━━━━━ DATA TO PROCESS ━━━━━

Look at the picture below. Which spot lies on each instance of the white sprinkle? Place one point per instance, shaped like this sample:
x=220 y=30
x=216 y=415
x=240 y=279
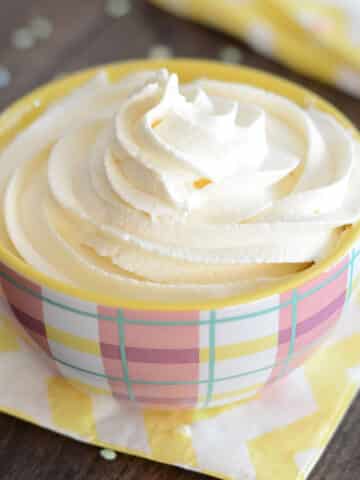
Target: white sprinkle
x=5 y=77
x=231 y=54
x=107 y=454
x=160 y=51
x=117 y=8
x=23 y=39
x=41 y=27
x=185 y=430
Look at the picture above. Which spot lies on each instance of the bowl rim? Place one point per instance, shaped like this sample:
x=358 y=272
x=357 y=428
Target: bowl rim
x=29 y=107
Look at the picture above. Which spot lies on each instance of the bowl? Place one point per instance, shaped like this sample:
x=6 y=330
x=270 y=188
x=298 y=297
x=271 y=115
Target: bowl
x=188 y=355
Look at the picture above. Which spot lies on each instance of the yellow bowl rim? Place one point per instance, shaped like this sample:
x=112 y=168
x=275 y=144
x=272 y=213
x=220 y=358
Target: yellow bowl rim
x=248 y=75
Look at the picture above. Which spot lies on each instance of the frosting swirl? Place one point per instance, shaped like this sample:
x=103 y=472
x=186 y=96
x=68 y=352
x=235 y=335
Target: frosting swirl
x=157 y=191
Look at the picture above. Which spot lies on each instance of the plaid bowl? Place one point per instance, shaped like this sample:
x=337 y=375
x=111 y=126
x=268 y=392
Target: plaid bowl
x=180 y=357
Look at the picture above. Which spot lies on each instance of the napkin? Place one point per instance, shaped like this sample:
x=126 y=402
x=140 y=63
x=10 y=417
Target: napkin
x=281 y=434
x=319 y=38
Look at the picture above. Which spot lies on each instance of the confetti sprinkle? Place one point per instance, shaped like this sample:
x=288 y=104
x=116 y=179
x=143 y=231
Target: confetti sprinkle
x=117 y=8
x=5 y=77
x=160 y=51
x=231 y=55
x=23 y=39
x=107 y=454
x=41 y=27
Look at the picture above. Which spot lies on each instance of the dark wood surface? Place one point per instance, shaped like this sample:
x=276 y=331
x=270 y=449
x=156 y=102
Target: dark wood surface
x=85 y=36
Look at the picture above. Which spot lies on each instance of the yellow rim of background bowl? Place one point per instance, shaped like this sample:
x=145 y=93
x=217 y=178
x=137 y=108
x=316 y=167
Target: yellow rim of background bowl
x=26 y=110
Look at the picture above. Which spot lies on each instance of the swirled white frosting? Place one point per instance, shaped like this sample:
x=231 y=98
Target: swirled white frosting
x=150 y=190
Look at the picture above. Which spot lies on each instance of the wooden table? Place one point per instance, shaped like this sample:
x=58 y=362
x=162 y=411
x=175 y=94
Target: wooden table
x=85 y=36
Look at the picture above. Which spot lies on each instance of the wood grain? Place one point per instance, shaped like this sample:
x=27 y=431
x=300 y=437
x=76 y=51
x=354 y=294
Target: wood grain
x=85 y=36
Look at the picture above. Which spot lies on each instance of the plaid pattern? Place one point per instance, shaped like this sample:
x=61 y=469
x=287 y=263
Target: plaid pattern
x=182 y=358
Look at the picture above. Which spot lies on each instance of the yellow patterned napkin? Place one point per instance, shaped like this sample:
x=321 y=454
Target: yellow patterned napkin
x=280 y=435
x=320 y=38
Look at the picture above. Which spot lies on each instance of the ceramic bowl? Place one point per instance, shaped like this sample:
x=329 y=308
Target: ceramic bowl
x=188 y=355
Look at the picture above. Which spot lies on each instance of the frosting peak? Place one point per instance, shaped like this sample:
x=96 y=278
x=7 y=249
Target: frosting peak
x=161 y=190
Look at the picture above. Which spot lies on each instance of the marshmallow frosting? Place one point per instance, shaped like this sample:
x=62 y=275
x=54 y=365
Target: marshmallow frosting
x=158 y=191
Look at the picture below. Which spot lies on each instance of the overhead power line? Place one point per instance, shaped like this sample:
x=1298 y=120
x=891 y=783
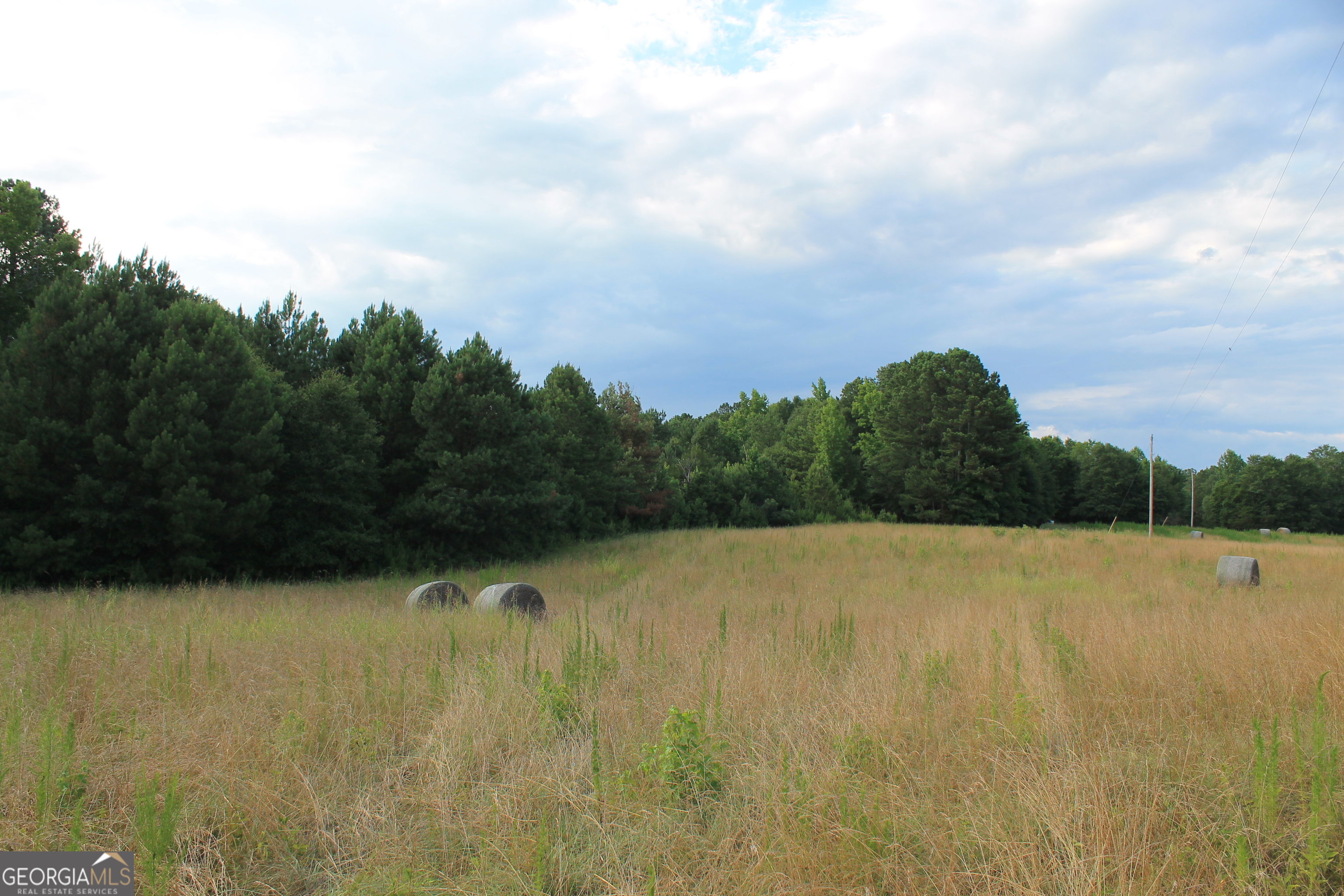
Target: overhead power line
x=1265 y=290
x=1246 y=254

━━━━━
━━━━━ DATA TO PROCESS ━━━━━

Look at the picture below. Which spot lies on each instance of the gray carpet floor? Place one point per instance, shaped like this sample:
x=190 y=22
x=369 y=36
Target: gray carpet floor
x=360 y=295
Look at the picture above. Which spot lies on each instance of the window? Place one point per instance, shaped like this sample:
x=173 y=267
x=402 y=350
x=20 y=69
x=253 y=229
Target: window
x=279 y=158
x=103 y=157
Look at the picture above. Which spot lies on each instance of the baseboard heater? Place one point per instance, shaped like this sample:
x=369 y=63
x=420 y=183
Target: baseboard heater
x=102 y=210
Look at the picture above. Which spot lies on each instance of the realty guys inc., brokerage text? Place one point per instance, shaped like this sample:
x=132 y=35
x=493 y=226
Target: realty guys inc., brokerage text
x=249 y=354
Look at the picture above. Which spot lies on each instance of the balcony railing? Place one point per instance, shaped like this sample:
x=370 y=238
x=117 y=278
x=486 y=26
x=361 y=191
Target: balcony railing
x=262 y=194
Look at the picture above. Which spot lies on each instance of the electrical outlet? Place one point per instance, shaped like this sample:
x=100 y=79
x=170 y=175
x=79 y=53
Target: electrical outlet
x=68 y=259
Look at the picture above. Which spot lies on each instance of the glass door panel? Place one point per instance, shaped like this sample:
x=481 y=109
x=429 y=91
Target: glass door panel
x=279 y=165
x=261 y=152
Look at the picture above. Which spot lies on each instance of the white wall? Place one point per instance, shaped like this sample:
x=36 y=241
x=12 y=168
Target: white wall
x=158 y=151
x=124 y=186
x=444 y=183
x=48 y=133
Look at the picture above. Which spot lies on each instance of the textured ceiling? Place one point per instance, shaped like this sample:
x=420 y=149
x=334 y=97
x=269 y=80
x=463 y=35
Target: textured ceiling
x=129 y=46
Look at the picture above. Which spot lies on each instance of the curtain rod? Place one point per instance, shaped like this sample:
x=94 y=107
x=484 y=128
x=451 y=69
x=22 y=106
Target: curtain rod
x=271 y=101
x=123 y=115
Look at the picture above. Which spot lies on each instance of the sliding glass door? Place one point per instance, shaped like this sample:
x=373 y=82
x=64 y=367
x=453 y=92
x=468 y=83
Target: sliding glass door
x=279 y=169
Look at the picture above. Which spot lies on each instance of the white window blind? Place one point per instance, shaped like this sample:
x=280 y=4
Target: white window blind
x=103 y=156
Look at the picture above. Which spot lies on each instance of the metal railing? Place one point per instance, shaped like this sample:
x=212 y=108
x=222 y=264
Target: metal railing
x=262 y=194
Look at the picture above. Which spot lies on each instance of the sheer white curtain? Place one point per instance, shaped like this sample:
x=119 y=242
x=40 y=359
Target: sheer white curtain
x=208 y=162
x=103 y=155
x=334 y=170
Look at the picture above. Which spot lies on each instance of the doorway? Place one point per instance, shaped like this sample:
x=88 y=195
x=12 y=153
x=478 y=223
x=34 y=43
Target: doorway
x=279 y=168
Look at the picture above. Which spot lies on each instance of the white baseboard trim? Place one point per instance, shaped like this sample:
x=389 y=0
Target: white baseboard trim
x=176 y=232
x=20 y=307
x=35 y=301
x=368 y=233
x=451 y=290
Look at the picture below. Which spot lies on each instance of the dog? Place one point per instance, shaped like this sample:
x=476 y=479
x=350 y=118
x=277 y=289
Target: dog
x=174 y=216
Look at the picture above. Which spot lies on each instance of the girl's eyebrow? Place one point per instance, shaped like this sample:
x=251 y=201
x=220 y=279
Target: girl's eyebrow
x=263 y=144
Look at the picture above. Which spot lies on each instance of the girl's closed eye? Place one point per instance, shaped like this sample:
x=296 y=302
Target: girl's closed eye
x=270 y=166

━━━━━

• _ACTIVITY_:
Copy every line that includes the string "below" from the material above.

• _RESPONSE BOX_:
Look at the picture below. Which spot lies on each instance of the white sprinkle? Place one point per instance, shaped like this sample:
Look at the picture below. Which spot lies on each instance of the overhead power line? Place one point per instance, shaped like this sample:
Look at the picture below. Which spot lies on each instance of the gray carpet floor? Place one point per instance, shaped like this sample:
Look at the picture below. Which spot lies on each instance of the dog? Place one point per instance, shaped like this sample:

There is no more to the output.